== Task prompt ==
Print the lines below without any change, from the line that contains "of the concrete" through the last line.

────

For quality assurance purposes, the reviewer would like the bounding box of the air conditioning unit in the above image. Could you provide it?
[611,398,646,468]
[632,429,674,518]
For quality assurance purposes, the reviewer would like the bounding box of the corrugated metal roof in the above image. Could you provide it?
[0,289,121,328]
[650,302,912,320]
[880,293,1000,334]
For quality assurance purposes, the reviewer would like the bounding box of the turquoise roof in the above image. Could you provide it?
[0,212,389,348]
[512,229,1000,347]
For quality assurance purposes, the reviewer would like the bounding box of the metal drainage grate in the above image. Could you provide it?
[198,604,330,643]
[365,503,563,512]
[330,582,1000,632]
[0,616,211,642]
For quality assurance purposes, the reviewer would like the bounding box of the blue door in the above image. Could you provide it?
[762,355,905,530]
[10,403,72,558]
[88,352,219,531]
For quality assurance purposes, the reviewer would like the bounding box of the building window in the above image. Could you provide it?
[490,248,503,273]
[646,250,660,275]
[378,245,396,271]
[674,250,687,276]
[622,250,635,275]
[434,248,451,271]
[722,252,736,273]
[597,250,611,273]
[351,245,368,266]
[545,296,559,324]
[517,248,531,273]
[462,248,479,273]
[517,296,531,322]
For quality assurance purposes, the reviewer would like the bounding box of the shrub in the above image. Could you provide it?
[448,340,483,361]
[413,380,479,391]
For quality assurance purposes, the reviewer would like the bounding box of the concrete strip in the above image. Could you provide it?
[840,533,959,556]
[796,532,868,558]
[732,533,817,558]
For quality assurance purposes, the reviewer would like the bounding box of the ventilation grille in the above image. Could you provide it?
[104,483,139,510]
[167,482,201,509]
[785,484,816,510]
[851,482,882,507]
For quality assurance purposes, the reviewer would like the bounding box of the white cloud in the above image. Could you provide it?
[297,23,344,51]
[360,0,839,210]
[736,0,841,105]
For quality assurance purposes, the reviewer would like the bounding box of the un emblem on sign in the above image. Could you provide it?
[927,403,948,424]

────

== Answer to the problem ==
For quality assurance purposes, the reviewer would like the bounding box of the concrete strip in the above image. Could you provide it?
[840,533,959,556]
[796,532,868,558]
[732,533,817,558]
For quality assurance purposes, the reviewer would like the bounding box of the ventilation grille in the above image. Could you provide it?
[104,483,139,510]
[167,482,201,509]
[785,484,816,510]
[851,482,882,507]
For quality assurance purposes, the reviewer would like the bounding box of the white cloud in the above image. Could you provide it?
[297,23,344,51]
[360,0,839,210]
[736,0,841,105]
For quality assurance purposes, the reviewer would like the bounding box of the un emblem on sign in the above image. Could you provide it?
[927,403,948,424]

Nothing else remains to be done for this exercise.